*AIM OF THE EXERCISE*
Sum up the piece on Aaron Sanchez in two sentences.

Photo Credit: Jonathan Dyer-USA TODAY Sports
What is Aaron Sanchez? Is he a reliever, or a starter? This is the only real unanswered question for the Blue Jays this spring. Where does the hard-throwing right-hander fit?
The Blue Jays front office are doing their best to keep their rotation plans under wraps. Those eager to parse Mark Shapiro’s words find ample proof — the Jays president citing Sanchez’s “unknowns” — to suggest the new front office is leaning towards using Gavin Floyd as the fifth starter, with Sanchez relegated to the bullpen.  
One thing we do know: Aaron Sanchez has great stuff but iffy command, a problem is that isn’t uncommon and isn’t unique to Sanchez. What is unique to Sanchez is arsenal. His unusual repertoire, along with his lackluster strikeout totals, makes him so tough to predict. It could also be the single biggest barrier to him becoming a successful starter.
Drafted by the previous regime, Shapiro, Atkins, et al are able to look at Sanchez with fresh eyes. If they see breaking balls and offspeed pitches unlikely to become consistently effective weapons, that means when they look at him, they see a reliever.
This spring, much as been made of Sanchez’s attempted mastery of both his curve and the change up, with some cutters thrown in for good measure. The Grapefruit League results are good but what if the brain trust is doing more than just looking at his stat line?
At some point, there needs to be a conversation about Sanchez’s ability — or lack thereof — to utilize those secondary offerings. There needs to be consideration given to the idea that he won’t develop not one but the two additional pitches required to take a regular turn in the rotation. Maybe wasting his bullets in minor league starts won’t accomplish much of anything, given his long history of professional instruction. What else do we expect him to learn?
We know Sanchez has been a professional baseball player for going on seven years now. We know that, despite making 97 starts between the minors, Arizona fall league, and the big leagues, he is basically a one-pitch pitcher.
To compliment his bowling ball sinker, an upper 90s two-seamer that induces copious ground balls and coaxes weak contact, Sanchez goes to the curveball as his favored breaking ball. Sinker/slider is a familiar profile, but sinker/curve? Much less common.
There are plenty of hard-throwing starters with extreme ground ball tendencies (like former Blue Jay Henderson Alvarez, Brewers starter Wily Peralta, or former Cleveland stud and currently unemployed guy Justin Masterson), but finding a right-handed guy who can make sinker/curve work is quite tough.
Former Orioles closer Jim Johnson is one such pitcher – he got by on ground balls and home run suppression for a while. And then he didn’t. Ex-Pirates starter and aspirated Roy Halladay clone Charlie Morton boasts a similar arsenal. He’s shown flashes of competence at times but spent the last five seasons tinkering with other pitches (a cutter, change, and eventually re-introducing his four-seamer) in pursuit of consistent results.
The list goes on, and it features mostly relievers. Adding to Sanchez’s problematic pitch profile are his troubling bouts with wildness. Yesterday on Blue Jays Nation, John Lott discussed pitchers who fizzled out after bouncing between the rotation and the bullpen. Many of those hurlers have something in common, beyond mistreatment at the hands of management: they never found reliable third pitches and struggled to throw strikes. Which sounds very familiar…
“Will Sanchez start?” is the only interesting spring question due to its perceived possible outcomes. While the arguments against placing him the rotation revolve around innings pitched and workloads, the reality for Aaron Sanchez might well be that his skills, while considerable, make him a reliever in the end.
Unless you think a guy with huge platoon splits and an on-again, off-again relationship with the strike zone can make it as a one-pitch starter, it’s time to embrace the idea of him in the bullpen. Without reliable secondary pitches, it’s better for him and for the club, both now and in the future.

*Items pointing to named objects*
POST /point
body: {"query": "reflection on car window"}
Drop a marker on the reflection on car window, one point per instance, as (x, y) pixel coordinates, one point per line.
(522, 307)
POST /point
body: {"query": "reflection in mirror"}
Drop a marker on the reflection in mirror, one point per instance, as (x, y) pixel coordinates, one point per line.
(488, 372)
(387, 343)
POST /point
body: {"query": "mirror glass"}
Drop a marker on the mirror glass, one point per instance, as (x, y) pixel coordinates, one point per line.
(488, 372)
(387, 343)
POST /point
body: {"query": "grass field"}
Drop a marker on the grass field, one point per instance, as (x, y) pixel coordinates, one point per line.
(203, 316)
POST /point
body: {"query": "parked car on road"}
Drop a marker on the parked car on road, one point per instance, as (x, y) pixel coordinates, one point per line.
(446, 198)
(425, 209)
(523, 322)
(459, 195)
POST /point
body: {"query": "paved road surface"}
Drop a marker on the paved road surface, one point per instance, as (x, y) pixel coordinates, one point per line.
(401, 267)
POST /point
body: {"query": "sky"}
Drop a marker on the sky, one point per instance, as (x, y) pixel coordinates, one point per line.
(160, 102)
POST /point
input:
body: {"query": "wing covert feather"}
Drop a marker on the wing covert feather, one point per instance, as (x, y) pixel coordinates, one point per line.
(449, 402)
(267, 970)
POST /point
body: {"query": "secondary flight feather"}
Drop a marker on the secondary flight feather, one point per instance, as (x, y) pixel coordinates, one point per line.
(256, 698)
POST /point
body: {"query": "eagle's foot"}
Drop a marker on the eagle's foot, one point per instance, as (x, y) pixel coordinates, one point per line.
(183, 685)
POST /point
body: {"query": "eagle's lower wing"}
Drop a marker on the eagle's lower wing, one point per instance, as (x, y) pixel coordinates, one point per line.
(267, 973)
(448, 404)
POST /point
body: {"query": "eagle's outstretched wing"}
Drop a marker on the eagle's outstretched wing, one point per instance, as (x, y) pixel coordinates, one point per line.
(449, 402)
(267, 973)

*SOLUTION TO THIS TASK*
The only real open question for the Blue Jays this spring is whether hard-throwing right-hander Aaron Sanchez should start or relieve, and the team president's remarks hint that the front office leans toward making Gavin Floyd the fifth starter and sending Sanchez to the bullpen. Because Sanchez is basically a one-pitch pitcher who pairs his sinker with an uncommon curveball, lacks reliable secondary pitches, and struggles to throw strikes, the writer argues that the bullpen is better for him and the club.